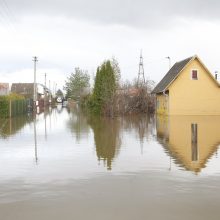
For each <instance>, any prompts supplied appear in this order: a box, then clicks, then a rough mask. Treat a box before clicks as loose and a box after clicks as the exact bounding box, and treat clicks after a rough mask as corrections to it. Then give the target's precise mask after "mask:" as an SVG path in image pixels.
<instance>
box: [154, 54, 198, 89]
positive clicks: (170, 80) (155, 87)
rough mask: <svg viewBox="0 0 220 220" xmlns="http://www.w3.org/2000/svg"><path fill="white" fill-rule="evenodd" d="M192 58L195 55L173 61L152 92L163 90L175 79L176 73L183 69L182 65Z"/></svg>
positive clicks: (188, 60)
mask: <svg viewBox="0 0 220 220" xmlns="http://www.w3.org/2000/svg"><path fill="white" fill-rule="evenodd" d="M194 58H195V56H194V57H189V58H187V59H185V60H182V61H179V62H177V63H175V64H174V65H173V66H172V68H171V69H170V70H169V71H168V73H167V74H166V75H165V76H164V77H163V79H162V80H161V81H160V82H159V83H158V84H157V85H156V87H155V88H154V89H153V91H152V93H160V92H163V91H165V90H166V88H167V87H168V86H169V85H170V84H171V83H172V81H173V80H175V78H176V77H177V76H178V74H179V73H180V72H181V71H182V70H183V69H184V67H185V66H186V65H187V64H188V63H189V62H190V61H191V60H192V59H194Z"/></svg>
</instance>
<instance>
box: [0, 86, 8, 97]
mask: <svg viewBox="0 0 220 220" xmlns="http://www.w3.org/2000/svg"><path fill="white" fill-rule="evenodd" d="M8 93H9V83H0V96H1V95H8Z"/></svg>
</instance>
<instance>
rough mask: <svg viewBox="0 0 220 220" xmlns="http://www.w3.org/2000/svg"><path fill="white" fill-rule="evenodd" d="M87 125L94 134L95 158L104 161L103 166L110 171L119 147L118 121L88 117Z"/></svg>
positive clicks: (119, 127)
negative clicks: (112, 162)
mask: <svg viewBox="0 0 220 220" xmlns="http://www.w3.org/2000/svg"><path fill="white" fill-rule="evenodd" d="M88 123H89V124H90V126H91V128H92V130H93V133H94V141H95V146H96V154H97V158H98V160H99V161H101V160H102V161H104V165H105V166H107V168H108V170H111V169H112V162H113V160H114V158H115V157H116V156H117V155H118V153H119V149H120V145H121V137H120V120H117V119H114V120H113V119H110V118H101V117H90V118H89V120H88Z"/></svg>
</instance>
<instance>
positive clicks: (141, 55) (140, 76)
mask: <svg viewBox="0 0 220 220" xmlns="http://www.w3.org/2000/svg"><path fill="white" fill-rule="evenodd" d="M142 84H145V76H144V63H143V56H142V50H141V54H140V63H139V71H138V86H139V85H142Z"/></svg>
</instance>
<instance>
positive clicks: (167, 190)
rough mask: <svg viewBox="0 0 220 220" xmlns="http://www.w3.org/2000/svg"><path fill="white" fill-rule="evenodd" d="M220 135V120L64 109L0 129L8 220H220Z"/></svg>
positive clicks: (198, 117) (55, 109)
mask: <svg viewBox="0 0 220 220" xmlns="http://www.w3.org/2000/svg"><path fill="white" fill-rule="evenodd" d="M219 131H220V117H219V116H173V117H169V118H167V117H155V116H146V115H138V116H129V117H128V116H127V117H119V118H115V119H108V118H98V117H92V116H88V115H85V114H83V113H82V112H81V111H80V110H79V109H77V108H76V109H74V110H73V111H69V110H68V109H66V108H60V106H58V107H57V108H55V109H50V110H49V111H48V112H45V113H44V112H43V113H41V114H38V115H36V118H34V117H32V116H31V115H29V116H22V117H17V118H14V119H11V120H1V121H0V164H1V168H0V219H3V220H13V219H16V220H30V219H31V220H35V219H42V220H43V219H45V220H49V219H53V220H56V219H57V220H58V219H59V220H60V219H77V220H80V219H83V220H84V219H94V220H101V219H102V220H110V219H111V220H112V219H115V220H134V219H138V220H143V219H169V220H172V219H175V220H176V219H193V220H197V219H199V220H201V219H212V220H215V219H216V220H217V219H219V216H220V210H219V203H220V194H219V190H220V160H219V144H220V132H219Z"/></svg>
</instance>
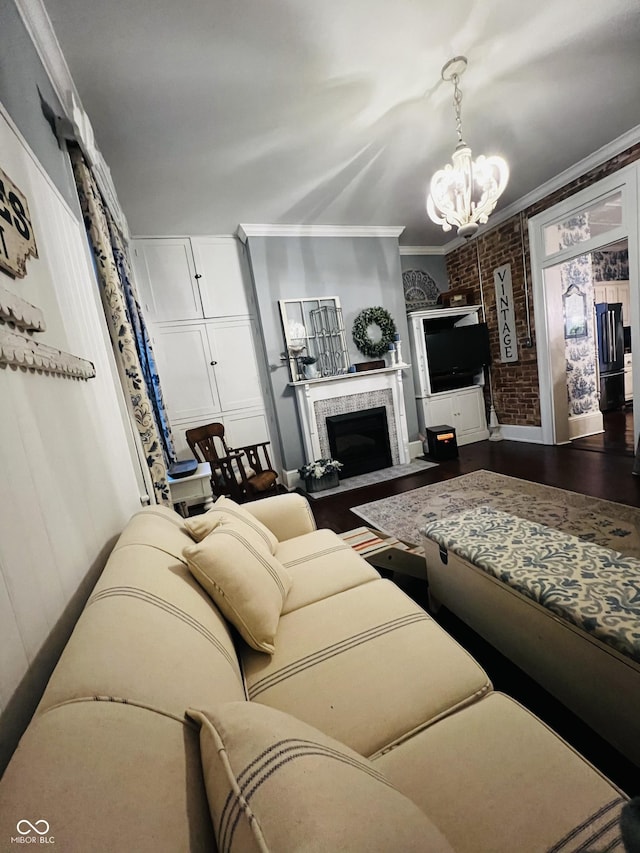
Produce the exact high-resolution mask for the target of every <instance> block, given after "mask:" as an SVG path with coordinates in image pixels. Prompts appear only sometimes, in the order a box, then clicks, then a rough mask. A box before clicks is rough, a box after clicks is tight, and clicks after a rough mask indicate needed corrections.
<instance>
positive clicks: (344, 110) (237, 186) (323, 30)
mask: <svg viewBox="0 0 640 853" xmlns="http://www.w3.org/2000/svg"><path fill="white" fill-rule="evenodd" d="M44 5H45V7H46V9H47V11H48V13H49V16H50V18H51V21H52V24H53V28H54V30H55V32H56V34H57V37H58V39H59V42H60V45H61V48H62V51H63V53H64V55H65V57H66V60H67V63H68V66H69V69H70V72H71V75H72V77H73V79H74V82H75V85H76V88H77V90H78V92H79V95H80V98H81V101H82V104H83V106H84V109H85V110H86V112H87V113H88V115H89V118H90V120H91V122H92V125H93V128H94V131H95V136H96V140H97V144H98V147H99V148H100V150H101V152H102V154H103V156H104V158H105V160H106V162H107V164H108V165H109V167H110V169H111V173H112V176H113V180H114V183H115V186H116V190H117V193H118V197H119V199H120V203H121V205H122V207H123V209H124V212H125V215H126V217H127V220H128V223H129V227H130V229H131V233H132V234H134V235H169V234H229V233H234V232H235V230H236V228H237V226H238V225H239V224H240V223H272V224H294V225H297V224H305V225H317V224H319V225H393V226H405V231H404V233H403V234H402V237H401V238H400V242H401V244H405V245H408V246H438V245H443V244H445V243H447V242H448V241H449V240H451V238H452V234H451V232H450V233H449V234H445V233H444V232H443V231H442V229H441V228H440V227H439V226H436V225H433V224H431V223H430V222H429V220H428V218H427V214H426V210H425V194H426V188H427V184H428V181H429V179H430V177H431V174H432V173H433V172H434V171H435V170H436V169H438V168H441V167H442V166H443V165H444V164H445V163H447V162H449V159H450V156H451V152H452V151H453V148H454V145H455V142H456V135H455V116H454V111H453V105H452V98H453V88H452V84H451V83H445V82H443V81H442V80H441V78H440V71H441V68H442V66H443V65H444V63H445V62H446V61H447V60H448V59H450V58H451V57H452V56H455V55H457V54H464V55H466V56H467V57H468V60H469V66H468V69H467V71H466V73H465V75H464V76H463V78H462V80H461V88H462V92H463V102H462V119H463V130H464V137H465V140H466V141H467V142H468V143H469V145H470V146H471V148H472V150H473V152H474V155H478V154H481V153H483V154H500V155H502V156H504V157H505V158H506V159H507V161H508V162H509V165H510V168H511V177H510V181H509V184H508V186H507V189H506V191H505V193H504V194H503V196H502V198H501V199H500V202H499V207H498V210H499V209H501V208H505V207H507V206H509V205H511V204H513V203H515V202H517V200H518V199H520V198H521V197H522V196H524V195H526V194H527V193H529V192H531V191H532V190H534V189H535V188H536V187H538V186H540V185H541V184H543V183H544V182H546V181H547V180H549V179H551V178H553V177H554V176H556V175H558V174H559V173H560V172H562V171H563V170H565V169H566V168H568V167H569V166H571V165H572V164H574V163H576V162H578V161H579V160H581V159H583V158H584V157H586V156H588V155H590V154H592V153H593V152H594V151H596V150H597V149H598V148H600V147H602V146H603V145H606V144H607V143H608V142H610V141H611V140H613V139H616V138H617V137H619V136H620V135H622V134H623V133H625V132H627V131H629V130H631V129H632V128H636V127H638V126H639V125H640V94H639V92H640V86H639V84H640V3H639V2H638V0H606V2H603V0H561V2H559V0H518V2H515V0H450V2H447V3H445V2H438V3H436V2H434V0H395V2H393V3H392V2H389V0H180V2H179V3H177V2H175V0H134V2H132V0H108V2H97V0H93V2H88V0H44ZM639 138H640V133H639Z"/></svg>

**Görev**
Yukarıdaki satırlardan "then" dizesini içerenlerin tamamını ayıklayın; eşleşmede büyük/küçük harf ayrımı gözetilir.

**Çözüm aşağıda**
For each <instance>, any prompts supplied appear in this order: a box, then clicks, then a rough mask. Treat a box before clicks as loose and a box after clicks as the exact bounding box, and treat clicks after a rough mask as corrections to it. Then give the target's precise mask after "mask:" as an SVG path in image pixels.
Produce the exact high-resolution mask for the target of every <instance> block, given after "mask:" as an SVG path with coordinates in image pixels. Prompts appear only sometimes, in the order a box, then clicks, then a rough mask. A box before clicks is rough, a box after clicks is tight, and clicks after a rough mask indicate needed corrections.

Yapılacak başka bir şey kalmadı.